**SHORT PROBLEM:**
Reproduce the rows below without alteration, beginning at the line that contains "the car window" and stopping after the line that contains "left=48, top=99, right=194, bottom=116".
<<<<
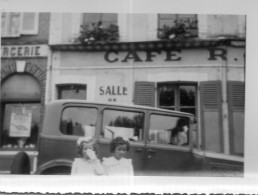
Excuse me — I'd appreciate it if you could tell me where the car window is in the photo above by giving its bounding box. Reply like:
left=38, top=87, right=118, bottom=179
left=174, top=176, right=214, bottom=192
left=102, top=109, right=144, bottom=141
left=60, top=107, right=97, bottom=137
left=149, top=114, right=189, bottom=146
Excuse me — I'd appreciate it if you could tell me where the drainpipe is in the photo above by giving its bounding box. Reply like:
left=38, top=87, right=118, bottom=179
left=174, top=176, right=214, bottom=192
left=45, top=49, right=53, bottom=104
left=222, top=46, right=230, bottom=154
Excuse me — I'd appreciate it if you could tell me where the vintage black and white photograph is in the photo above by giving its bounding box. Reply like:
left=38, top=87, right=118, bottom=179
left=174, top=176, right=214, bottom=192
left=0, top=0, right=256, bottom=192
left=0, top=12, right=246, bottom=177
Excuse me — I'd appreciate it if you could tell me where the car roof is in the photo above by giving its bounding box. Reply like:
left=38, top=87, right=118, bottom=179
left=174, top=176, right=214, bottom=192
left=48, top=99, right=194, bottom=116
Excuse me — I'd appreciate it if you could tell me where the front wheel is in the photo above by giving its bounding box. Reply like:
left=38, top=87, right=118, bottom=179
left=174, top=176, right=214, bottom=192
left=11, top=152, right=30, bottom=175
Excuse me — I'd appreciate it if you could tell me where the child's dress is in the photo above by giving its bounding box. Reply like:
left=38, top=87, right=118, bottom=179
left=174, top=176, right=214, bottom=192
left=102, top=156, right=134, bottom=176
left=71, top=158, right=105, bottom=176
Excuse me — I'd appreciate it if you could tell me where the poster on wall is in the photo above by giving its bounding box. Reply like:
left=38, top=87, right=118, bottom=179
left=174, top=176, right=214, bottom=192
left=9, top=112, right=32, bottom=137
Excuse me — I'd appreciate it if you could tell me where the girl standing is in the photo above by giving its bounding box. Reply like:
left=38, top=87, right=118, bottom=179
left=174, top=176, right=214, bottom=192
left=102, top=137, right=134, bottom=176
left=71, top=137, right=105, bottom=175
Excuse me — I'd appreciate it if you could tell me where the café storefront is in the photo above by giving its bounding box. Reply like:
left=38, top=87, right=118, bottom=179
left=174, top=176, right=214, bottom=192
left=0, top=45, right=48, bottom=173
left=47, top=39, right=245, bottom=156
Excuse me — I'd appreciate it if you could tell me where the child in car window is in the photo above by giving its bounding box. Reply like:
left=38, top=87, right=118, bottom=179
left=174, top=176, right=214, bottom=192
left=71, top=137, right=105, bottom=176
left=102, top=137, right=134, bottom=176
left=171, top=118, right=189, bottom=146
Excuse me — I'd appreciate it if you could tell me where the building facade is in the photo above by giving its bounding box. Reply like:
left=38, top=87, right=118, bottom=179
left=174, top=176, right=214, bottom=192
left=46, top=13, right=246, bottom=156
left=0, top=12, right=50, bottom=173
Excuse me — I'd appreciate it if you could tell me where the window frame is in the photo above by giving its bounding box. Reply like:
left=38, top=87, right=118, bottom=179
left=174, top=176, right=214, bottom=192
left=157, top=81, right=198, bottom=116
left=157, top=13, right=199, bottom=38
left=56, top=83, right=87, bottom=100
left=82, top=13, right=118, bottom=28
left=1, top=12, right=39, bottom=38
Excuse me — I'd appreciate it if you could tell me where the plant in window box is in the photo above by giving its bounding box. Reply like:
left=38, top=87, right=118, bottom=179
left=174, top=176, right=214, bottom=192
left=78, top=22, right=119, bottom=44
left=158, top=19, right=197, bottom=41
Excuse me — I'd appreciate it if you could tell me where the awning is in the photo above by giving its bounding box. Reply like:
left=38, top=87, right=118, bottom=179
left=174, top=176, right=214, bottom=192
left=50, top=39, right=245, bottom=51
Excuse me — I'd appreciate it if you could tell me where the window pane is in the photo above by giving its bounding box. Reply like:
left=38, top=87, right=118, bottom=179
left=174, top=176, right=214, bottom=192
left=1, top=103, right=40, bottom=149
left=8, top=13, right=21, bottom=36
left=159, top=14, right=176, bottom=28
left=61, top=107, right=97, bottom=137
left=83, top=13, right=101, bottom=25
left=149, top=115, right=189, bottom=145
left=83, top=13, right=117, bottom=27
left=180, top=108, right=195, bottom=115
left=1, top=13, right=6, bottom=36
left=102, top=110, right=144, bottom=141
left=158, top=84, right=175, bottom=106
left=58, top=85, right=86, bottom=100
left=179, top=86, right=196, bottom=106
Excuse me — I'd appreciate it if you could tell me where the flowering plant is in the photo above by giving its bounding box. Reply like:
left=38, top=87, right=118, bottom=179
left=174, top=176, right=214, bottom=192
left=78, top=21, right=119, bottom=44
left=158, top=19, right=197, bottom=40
>>>>
<<<<
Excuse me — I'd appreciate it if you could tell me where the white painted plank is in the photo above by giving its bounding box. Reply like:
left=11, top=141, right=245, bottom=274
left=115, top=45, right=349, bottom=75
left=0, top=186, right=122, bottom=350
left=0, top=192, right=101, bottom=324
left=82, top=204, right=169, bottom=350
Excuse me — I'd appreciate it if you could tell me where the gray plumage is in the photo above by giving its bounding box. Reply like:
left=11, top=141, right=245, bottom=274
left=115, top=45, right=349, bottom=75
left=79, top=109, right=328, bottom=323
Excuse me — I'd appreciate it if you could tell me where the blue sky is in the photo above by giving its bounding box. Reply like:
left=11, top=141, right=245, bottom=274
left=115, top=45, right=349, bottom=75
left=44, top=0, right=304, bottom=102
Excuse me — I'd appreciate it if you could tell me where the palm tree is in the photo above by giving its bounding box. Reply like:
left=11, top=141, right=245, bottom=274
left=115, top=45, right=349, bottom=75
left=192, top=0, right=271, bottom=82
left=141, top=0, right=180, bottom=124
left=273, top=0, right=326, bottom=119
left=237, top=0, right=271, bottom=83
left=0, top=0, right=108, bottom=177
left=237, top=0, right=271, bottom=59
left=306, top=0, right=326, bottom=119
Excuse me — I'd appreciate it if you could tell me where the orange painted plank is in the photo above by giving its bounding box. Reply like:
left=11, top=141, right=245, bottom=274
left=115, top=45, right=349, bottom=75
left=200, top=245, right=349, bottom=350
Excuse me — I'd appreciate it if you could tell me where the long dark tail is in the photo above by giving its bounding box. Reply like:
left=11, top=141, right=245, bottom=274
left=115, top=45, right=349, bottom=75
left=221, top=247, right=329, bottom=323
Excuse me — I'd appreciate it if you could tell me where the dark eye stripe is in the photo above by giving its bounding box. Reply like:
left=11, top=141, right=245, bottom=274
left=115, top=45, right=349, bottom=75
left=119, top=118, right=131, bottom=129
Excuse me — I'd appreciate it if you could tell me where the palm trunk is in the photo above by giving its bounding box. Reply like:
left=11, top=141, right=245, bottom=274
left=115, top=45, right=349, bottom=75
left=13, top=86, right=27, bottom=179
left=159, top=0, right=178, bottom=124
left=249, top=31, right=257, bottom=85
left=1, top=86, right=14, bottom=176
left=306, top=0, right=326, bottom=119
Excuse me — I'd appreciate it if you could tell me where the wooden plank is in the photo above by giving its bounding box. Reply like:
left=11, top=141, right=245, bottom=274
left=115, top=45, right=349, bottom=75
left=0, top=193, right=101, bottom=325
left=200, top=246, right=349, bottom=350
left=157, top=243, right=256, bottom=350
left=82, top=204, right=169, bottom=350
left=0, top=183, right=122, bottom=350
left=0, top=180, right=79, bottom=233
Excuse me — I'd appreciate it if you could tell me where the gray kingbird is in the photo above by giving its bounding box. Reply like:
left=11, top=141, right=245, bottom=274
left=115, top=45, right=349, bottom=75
>>>>
**RESPONSE TO THE TASK:**
Excuse me — I'd appreciate it if you could tell me where the car window is in the photo above by giving its bounding box. Reply like:
left=38, top=87, right=118, bottom=179
left=174, top=176, right=214, bottom=192
left=102, top=109, right=144, bottom=141
left=60, top=107, right=97, bottom=137
left=149, top=114, right=189, bottom=146
Excuse me — I'd appreciate it if you could tell me where the drainpipe is in the photo above by giving its bounding box. Reply like:
left=38, top=87, right=118, bottom=179
left=174, top=176, right=214, bottom=192
left=45, top=49, right=53, bottom=104
left=222, top=46, right=230, bottom=154
Excuse me — I'd appreciate it if you could tell me where the vintage black and white photograph is in the photo above by giving its bounding box. Reply like:
left=38, top=87, right=118, bottom=179
left=174, top=176, right=214, bottom=192
left=0, top=0, right=256, bottom=192
left=0, top=12, right=246, bottom=177
Excuse me — I'd appreciate it if you could tell me where the car roof is in the photo above by giving its bounding box. Reply like:
left=38, top=87, right=118, bottom=179
left=174, top=176, right=214, bottom=192
left=48, top=99, right=194, bottom=116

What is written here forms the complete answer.